- [EXERCISE TASKS]:
a – Answer these questions using the Gordon County mobile broadband text, one line each, marked (i), (ii) and (iii):
(i) Which public source does the text call the most consistent for distinguishing reported mobile broadband technology availability by location?
(ii) Which type of 5G does it describe as having very high speeds but limited range?
(iii) According to the text, what do Census-derived indicators measure instead of detailed usage behavior?
b – How would this sentence from the Gordon County mobile broadband text read in Spanish? "The FCC National Broadband Map is the most consistent public source to distinguish reported mobile broadband technology availability by location, though it does not reliably convey indoor performance or congestion."
c – Pick up the Gordon County mobile broadband text after its last sentence and keep writing.

- [SOURCE EXCERPT]:
-----

4G LTE availability (network availability)

  • 4G LTE is the baseline mobile broadband technology across most of Georgia and is generally expected to be broadly available along major corridors and population centers such as Calhoun and I‑75. Provider-reported LTE coverage footprints for Gordon County can be checked on the FCC National Broadband Map.
  • Real-world LTE performance varies with tower density, spectrum holdings, backhaul capacity, indoor attenuation, and terrain (notably ridge/valley effects).

5G availability (network availability)

  • The FCC map and carrier maps show where 5G is reported as available. In practice, 5G in many counties tends to appear first in and around higher-traffic areas (city centers, highway corridors) and then expands outward.
  • 5G is not a single technology tier from a user perspective; deployments may include:
    • Low-band 5G (broader area coverage, modest speed increases relative to LTE in some conditions)
    • Mid-band 5G (often associated with more consistent speed and capacity improvements but requires denser infrastructure)
    • High-band/mmWave (very high speeds, limited range; typically concentrated in dense urban zones)

The FCC National Broadband Map is the most consistent public source to distinguish reported mobile broadband technology availability by location, though it does not reliably convey indoor performance or congestion.

Usage patterns (actual use)

  • County-specific, public, and regularly updated metrics describing how residents in Gordon County use mobile internet (share of traffic on mobile vs fixed, streaming vs work, etc.) are not typically available from government sources.
  • Census-derived indicators can support inference about reliance on smartphones as an internet access device (e.g., households with a smartphone and without a wireline subscription), but they measure access and subscription types rather than detailed usage behavior. These tables are accessible through Census.gov.

Limitation: County-level breakdowns of 4G vs 5G usage (as opposed to availability) are generally proprietary to carriers or analytics firms and are not published as official county statistics.

-----

- [LISTED ENTRIES]:
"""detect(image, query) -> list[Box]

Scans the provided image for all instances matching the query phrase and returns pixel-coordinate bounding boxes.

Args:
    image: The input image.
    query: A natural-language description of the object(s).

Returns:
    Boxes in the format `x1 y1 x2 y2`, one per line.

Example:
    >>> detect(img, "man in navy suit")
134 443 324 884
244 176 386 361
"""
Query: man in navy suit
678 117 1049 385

-----

- [SOLVED TASKS]:
a –
(i) The FCC National Broadband Map.
(ii) High-band/mmWave 5G.
(iii) Access and subscription types.

b – El Mapa Nacional de Banda Ancha de la FCC es la fuente pública más coherente para distinguir la disponibilidad reportada de tecnologías de banda ancha móvil por ubicación, aunque no refleja de forma fiable el rendimiento en interiores ni la congestión.

c –
Common device types (smartphones vs. other devices)

  • Smartphones are the dominant mobile endpoint for consumer connectivity. Public measurement of smartphone prevalence is most commonly derived from household survey data (device ownership/access) rather than network data.
  • The U.S. Census Bureau reports household access to computing devices and the internet (including smartphone access and broadband subscription types) through tables accessible at Census.gov. These tables can help distinguish:
    • Households with smartphones
    • Households with computers/tablets
    • Households with internet subscriptions and, in some tables, whether access is via cellular data plan, cable/fiber/DSL, satellite, or other arrangements

Limitation: Device-type splits specifically for Gordon County (smartphones vs feature phones vs hotspots) are not consistently available as a single “device mix” statistic. Government sources more commonly report household access categories rather than telecom-style device inventory.

Demographic and geographic factors influencing mobile usage and connectivity

Settlement patterns and transportation corridors (availability and performance)

  • The I‑75 corridor and the Calhoun area concentrate population, employment, and traffic, generally supporting more dense tower placement and upgraded backhaul compared with more sparsely populated areas.
  • Rural and lower-density parts of the county often have fewer sites per square mile, which can reduce indoor signal quality and peak-hour capacity, especially where terrain creates shadowing.

Terrain and land cover (propagation constraints)

  • Ridge-and-valley topography can create localized coverage gaps and variability, particularly for higher-frequency signals and indoor reception. This can produce differences in performance across short distances even when an area is shown as “covered” on availability maps.

Socioeconomic and household characteristics (adoption and reliance)

  • Adoption and reliance on mobile broadband are often influenced by income, age distribution, housing tenure, and the availability/price of fixed broadband alternatives. These characteristics can be quantified for Gordon County through demographic tables on Census.gov.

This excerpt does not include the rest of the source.